**Exercise description**
Make an exact copy of the entries below.

(Rows from a dataset)

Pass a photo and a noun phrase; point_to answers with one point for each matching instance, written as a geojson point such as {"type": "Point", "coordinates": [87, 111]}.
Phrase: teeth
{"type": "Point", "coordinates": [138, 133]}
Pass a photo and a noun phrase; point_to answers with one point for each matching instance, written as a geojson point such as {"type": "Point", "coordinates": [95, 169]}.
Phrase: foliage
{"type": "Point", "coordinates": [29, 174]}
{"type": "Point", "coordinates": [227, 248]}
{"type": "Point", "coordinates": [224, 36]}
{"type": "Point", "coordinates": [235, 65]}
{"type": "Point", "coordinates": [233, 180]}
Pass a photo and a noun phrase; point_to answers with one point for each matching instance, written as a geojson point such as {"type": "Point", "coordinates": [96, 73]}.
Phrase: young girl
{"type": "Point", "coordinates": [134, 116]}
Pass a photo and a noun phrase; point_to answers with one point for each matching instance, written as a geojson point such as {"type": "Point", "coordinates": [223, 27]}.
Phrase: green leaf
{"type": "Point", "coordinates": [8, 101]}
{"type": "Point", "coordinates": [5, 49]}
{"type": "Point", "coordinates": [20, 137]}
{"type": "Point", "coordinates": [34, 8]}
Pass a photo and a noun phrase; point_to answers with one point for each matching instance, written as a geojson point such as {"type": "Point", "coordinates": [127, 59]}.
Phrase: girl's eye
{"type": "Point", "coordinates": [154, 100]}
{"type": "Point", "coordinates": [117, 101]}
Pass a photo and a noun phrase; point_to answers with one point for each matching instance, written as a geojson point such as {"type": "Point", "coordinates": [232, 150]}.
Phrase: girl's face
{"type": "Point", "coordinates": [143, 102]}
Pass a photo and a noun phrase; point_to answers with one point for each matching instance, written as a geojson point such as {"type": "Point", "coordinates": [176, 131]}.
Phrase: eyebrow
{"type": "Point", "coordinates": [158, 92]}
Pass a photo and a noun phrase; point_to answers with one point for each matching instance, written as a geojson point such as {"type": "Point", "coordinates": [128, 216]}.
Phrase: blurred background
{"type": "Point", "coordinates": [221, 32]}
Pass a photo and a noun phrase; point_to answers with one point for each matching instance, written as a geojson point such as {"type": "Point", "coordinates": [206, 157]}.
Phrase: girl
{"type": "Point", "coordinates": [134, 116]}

**Completed exercise**
Pass a photo and a noun phrase; point_to answers with one point for each matching instance, written as a geojson point such as {"type": "Point", "coordinates": [87, 111]}.
Phrase: teeth
{"type": "Point", "coordinates": [138, 133]}
Pass a photo and a noun phrase; point_to answers with one point for each matching instance, written as a geojson point such as {"type": "Point", "coordinates": [95, 169]}.
Phrase: foliage
{"type": "Point", "coordinates": [29, 174]}
{"type": "Point", "coordinates": [227, 248]}
{"type": "Point", "coordinates": [224, 36]}
{"type": "Point", "coordinates": [235, 65]}
{"type": "Point", "coordinates": [233, 180]}
Pass a photo and a noun phrase; point_to answers with one point for each matching instance, written as a geojson point such as {"type": "Point", "coordinates": [96, 73]}.
Phrase: young girl
{"type": "Point", "coordinates": [134, 116]}
Pass a photo and a noun phrase; point_to answers with one point for each matching instance, written as a geojson point such as {"type": "Point", "coordinates": [223, 27]}.
Phrase: green leaf
{"type": "Point", "coordinates": [8, 101]}
{"type": "Point", "coordinates": [5, 49]}
{"type": "Point", "coordinates": [20, 137]}
{"type": "Point", "coordinates": [34, 8]}
Pass a photo and a noun phrase; point_to answers with one point for each matching instance, written as a geojson point such as {"type": "Point", "coordinates": [127, 59]}.
Phrase: girl's eye
{"type": "Point", "coordinates": [154, 100]}
{"type": "Point", "coordinates": [117, 101]}
Pass a photo and a noun phrase; point_to answers with one point for each matching instance, written as a geojson point such as {"type": "Point", "coordinates": [232, 150]}.
Phrase: girl's face
{"type": "Point", "coordinates": [143, 102]}
Pass a photo and a noun phrase; point_to answers with one point for each matching instance, written as a geojson point such as {"type": "Point", "coordinates": [176, 131]}.
Phrase: eyebrow
{"type": "Point", "coordinates": [158, 92]}
Pass a photo and a noun phrase; point_to answers with one point for each matching instance, written as a geojson point such as {"type": "Point", "coordinates": [128, 216]}.
Phrase: blurred background
{"type": "Point", "coordinates": [221, 32]}
Pass a photo and a noun phrase; point_to answers with one point for each matching instance, written as a geojson point such as {"type": "Point", "coordinates": [206, 157]}.
Phrase: girl
{"type": "Point", "coordinates": [134, 116]}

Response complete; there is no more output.